**Exercise aim:**
Quote the lines of the data below verbatim, beginning at the line that contains "Drop a marker on every instance of the curved" and ending at the last line, both included, and excluding pictures.

### Data for the task

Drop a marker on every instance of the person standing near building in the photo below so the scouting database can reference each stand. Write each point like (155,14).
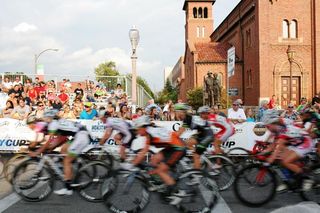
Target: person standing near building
(236,114)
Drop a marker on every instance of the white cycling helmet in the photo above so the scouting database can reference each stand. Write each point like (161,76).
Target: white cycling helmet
(50,113)
(204,109)
(270,117)
(141,121)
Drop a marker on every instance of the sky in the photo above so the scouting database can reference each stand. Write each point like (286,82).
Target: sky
(90,32)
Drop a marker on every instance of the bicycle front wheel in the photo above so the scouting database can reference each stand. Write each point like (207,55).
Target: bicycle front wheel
(255,185)
(32,183)
(194,195)
(89,180)
(125,191)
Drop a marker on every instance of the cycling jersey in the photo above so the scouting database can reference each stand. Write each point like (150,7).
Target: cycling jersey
(124,128)
(225,125)
(162,137)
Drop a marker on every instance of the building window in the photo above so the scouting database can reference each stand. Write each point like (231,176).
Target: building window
(200,12)
(285,28)
(195,12)
(249,75)
(248,38)
(205,12)
(294,29)
(203,31)
(198,32)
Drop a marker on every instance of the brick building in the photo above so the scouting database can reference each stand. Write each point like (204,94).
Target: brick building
(261,31)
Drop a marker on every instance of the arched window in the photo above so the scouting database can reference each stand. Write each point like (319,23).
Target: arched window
(205,12)
(195,12)
(285,28)
(200,12)
(294,29)
(198,32)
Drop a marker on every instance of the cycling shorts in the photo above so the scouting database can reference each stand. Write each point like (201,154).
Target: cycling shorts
(173,155)
(80,142)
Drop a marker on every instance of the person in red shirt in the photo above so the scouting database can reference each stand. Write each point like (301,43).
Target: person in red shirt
(63,97)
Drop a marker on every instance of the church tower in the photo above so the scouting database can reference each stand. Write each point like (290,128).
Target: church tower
(199,21)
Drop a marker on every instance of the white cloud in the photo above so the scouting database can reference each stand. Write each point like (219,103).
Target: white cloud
(24,27)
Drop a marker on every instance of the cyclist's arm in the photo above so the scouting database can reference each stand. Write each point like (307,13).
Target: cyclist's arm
(142,154)
(106,135)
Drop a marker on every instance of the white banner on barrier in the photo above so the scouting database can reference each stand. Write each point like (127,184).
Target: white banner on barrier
(14,134)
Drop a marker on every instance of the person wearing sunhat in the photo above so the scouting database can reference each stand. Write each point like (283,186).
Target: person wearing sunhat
(88,112)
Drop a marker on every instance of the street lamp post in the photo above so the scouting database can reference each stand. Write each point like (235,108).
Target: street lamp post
(134,39)
(290,54)
(36,58)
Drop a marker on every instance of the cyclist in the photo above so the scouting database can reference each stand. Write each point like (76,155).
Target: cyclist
(204,136)
(174,150)
(125,135)
(291,143)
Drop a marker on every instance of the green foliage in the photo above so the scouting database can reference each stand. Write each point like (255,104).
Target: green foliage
(195,97)
(168,93)
(107,69)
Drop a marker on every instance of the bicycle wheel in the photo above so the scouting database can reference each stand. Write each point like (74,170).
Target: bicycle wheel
(196,197)
(312,192)
(12,164)
(220,172)
(99,154)
(125,191)
(89,179)
(255,185)
(30,183)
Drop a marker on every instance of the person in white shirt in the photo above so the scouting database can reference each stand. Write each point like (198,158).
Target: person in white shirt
(236,114)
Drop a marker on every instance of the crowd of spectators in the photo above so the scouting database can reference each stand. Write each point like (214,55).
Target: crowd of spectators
(84,100)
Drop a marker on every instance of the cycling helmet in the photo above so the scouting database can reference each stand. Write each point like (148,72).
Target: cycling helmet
(204,109)
(31,119)
(270,117)
(142,121)
(50,113)
(181,107)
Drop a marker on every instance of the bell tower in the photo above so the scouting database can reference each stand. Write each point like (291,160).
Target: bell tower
(199,21)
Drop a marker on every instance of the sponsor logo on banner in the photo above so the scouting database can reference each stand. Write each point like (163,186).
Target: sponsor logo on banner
(259,129)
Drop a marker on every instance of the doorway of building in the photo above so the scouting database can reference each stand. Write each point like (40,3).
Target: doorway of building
(285,91)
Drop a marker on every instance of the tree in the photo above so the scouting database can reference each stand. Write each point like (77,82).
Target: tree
(195,97)
(168,93)
(107,69)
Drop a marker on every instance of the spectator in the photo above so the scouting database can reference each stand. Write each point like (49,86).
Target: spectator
(39,112)
(124,113)
(21,111)
(303,104)
(88,113)
(272,102)
(236,114)
(119,91)
(63,97)
(79,91)
(32,93)
(216,110)
(67,113)
(6,112)
(290,113)
(7,85)
(262,109)
(250,115)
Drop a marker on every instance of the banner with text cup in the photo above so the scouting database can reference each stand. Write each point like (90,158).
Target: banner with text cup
(15,133)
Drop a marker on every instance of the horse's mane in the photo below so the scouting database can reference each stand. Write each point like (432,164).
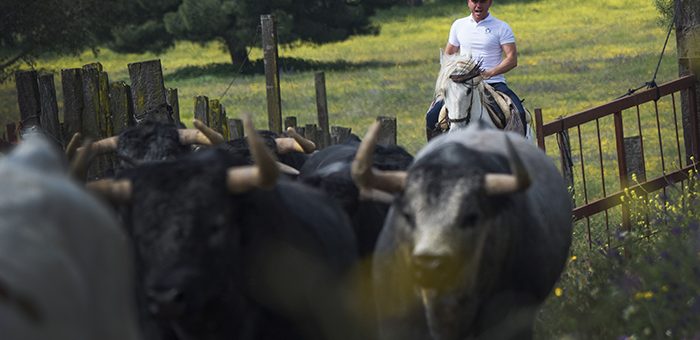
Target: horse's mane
(452,65)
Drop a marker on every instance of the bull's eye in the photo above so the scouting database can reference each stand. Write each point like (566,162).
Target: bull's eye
(468,220)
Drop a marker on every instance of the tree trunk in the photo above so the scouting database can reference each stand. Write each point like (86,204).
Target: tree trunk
(237,50)
(687,24)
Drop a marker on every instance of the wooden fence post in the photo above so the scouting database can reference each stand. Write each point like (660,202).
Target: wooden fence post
(214,115)
(322,109)
(311,133)
(28,98)
(235,127)
(148,91)
(49,108)
(172,99)
(120,106)
(339,134)
(72,85)
(201,109)
(387,131)
(290,121)
(272,77)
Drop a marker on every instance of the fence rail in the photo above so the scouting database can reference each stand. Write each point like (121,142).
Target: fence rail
(629,152)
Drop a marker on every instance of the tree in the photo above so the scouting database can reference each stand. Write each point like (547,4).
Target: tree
(29,28)
(236,23)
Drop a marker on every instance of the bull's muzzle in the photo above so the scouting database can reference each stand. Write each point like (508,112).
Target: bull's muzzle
(167,303)
(434,271)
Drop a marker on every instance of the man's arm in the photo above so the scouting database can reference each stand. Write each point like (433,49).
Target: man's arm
(509,62)
(451,49)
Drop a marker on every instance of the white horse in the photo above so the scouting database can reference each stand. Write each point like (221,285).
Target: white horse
(460,85)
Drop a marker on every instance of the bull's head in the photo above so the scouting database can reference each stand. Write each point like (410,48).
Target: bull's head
(443,208)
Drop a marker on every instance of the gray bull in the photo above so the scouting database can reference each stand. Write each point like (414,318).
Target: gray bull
(475,240)
(65,263)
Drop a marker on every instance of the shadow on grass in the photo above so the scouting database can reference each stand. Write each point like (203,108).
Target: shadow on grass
(257,67)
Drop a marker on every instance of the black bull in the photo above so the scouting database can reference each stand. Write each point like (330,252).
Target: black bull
(265,264)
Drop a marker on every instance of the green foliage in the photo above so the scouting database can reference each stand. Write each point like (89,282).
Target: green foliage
(647,287)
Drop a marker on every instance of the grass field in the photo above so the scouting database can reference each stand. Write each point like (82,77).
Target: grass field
(572,55)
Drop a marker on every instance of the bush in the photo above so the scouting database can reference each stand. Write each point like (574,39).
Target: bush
(647,288)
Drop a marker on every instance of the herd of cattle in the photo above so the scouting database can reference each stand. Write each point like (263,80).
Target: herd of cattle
(192,237)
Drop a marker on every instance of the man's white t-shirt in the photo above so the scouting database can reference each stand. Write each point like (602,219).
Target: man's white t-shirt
(482,41)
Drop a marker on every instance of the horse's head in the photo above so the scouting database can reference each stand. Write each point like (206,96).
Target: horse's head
(459,84)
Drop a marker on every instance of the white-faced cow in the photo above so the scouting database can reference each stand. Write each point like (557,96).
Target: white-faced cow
(226,251)
(65,263)
(475,241)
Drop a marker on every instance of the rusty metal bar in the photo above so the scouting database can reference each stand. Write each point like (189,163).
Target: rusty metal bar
(695,143)
(538,131)
(614,199)
(622,166)
(618,105)
(602,178)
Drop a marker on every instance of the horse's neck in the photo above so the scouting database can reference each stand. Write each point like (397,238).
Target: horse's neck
(477,114)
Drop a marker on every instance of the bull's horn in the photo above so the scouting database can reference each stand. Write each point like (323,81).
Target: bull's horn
(81,162)
(287,145)
(365,176)
(72,146)
(286,169)
(261,175)
(305,144)
(103,146)
(502,184)
(118,191)
(213,136)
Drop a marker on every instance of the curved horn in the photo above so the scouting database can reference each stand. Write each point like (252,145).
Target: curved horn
(261,175)
(306,144)
(365,176)
(212,135)
(103,146)
(118,191)
(502,184)
(80,163)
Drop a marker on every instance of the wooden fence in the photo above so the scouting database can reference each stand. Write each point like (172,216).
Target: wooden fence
(669,155)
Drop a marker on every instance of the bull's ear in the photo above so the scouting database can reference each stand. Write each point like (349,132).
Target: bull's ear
(365,176)
(263,174)
(502,184)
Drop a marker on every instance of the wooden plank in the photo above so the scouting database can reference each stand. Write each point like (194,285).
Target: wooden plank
(339,134)
(272,77)
(322,109)
(290,121)
(214,115)
(120,106)
(235,127)
(72,85)
(49,108)
(387,130)
(201,109)
(171,97)
(28,98)
(148,91)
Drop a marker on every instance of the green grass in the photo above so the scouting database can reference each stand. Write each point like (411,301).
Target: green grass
(572,55)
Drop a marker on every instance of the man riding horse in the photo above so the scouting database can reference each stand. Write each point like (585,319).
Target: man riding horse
(489,41)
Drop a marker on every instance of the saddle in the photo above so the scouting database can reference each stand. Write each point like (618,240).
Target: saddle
(501,109)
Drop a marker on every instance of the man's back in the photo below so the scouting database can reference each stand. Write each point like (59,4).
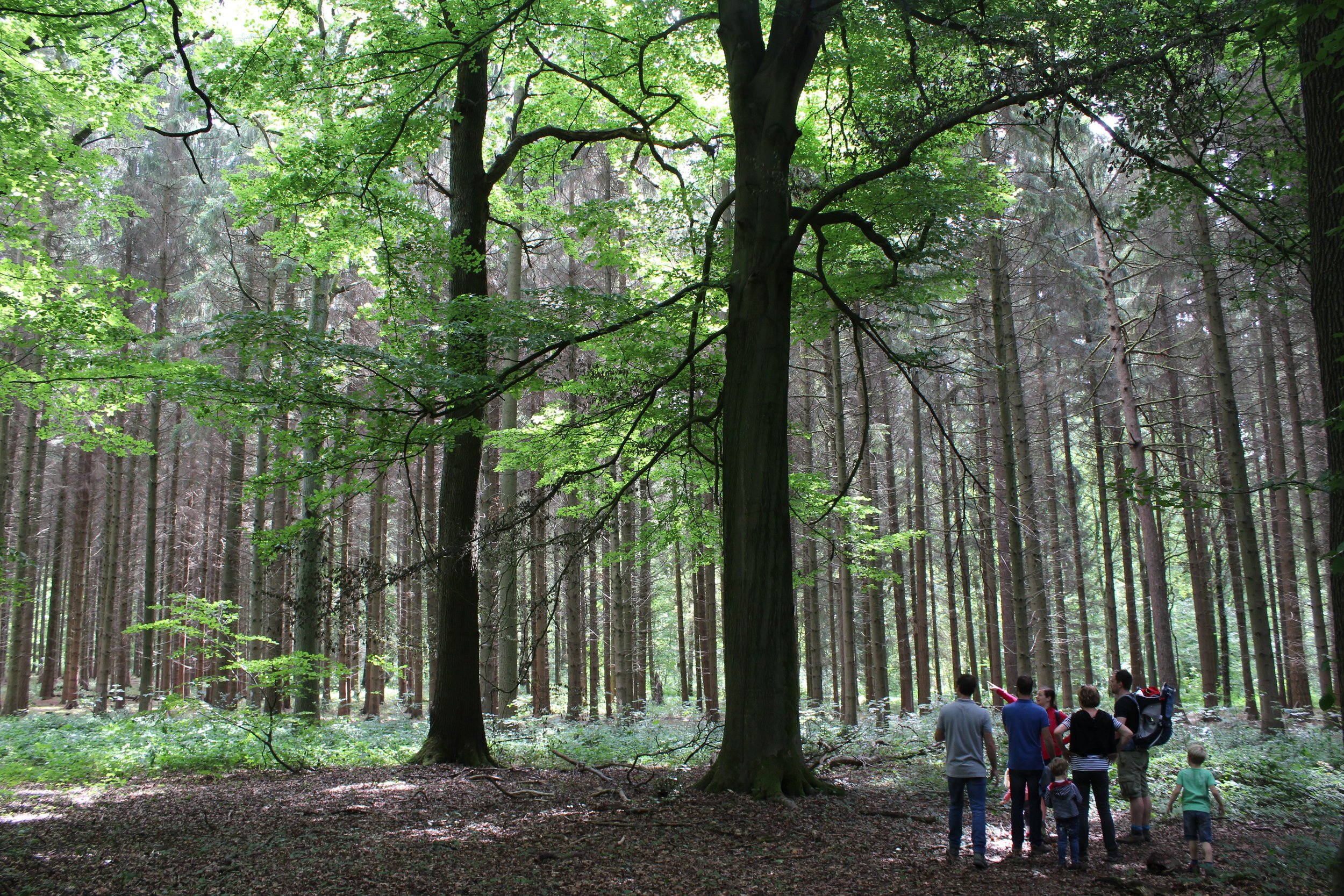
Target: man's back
(1023,722)
(964,725)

######

**Solution for this exercise:**
Drop a marker on every instance of the curved horn in the photo above so the scouting database can reference each stand. Write each point like (252,145).
Target: curved horn
(261,175)
(306,144)
(365,176)
(212,135)
(103,146)
(118,191)
(502,184)
(80,163)
Drop a marker on every instance of the wooden fence in the photo above so the scouting database can reference each stand. Write each point like (172,216).
Target: wooden fence
(669,155)
Drop a marker on every instance of the bull's ear in the photo above so the scouting database can reference each stand. Write each point like (349,132).
Target: bull's ear
(365,176)
(263,174)
(502,184)
Drop a marker on every instance of the wooden plank in the photo above so the scouting database can reference each stand. Write each point like (194,285).
Target: wooden plank
(339,134)
(272,77)
(322,109)
(290,121)
(214,115)
(120,106)
(235,127)
(72,85)
(49,108)
(387,130)
(201,109)
(171,97)
(28,98)
(148,91)
Drop a marker on every instance of the green grass in the photo above so the scouting database can reference each stand. Write each point like (411,301).
Target: green grass
(572,55)
Drop a marker on every instance of the man riding horse in the photo above so the scouting database can reference each stand. Write each point like (585,319).
Target: man riding horse
(489,41)
Drop a marker on every instance of the saddle in the photo above so the scouting database can reference each stand. Write each point like (618,240).
Target: saddle
(501,109)
Drop a marker on every instance of the man's back in the photo below so the scouting database can reference each stand. Write each point like (59,4).
Target: man's back
(1023,722)
(964,725)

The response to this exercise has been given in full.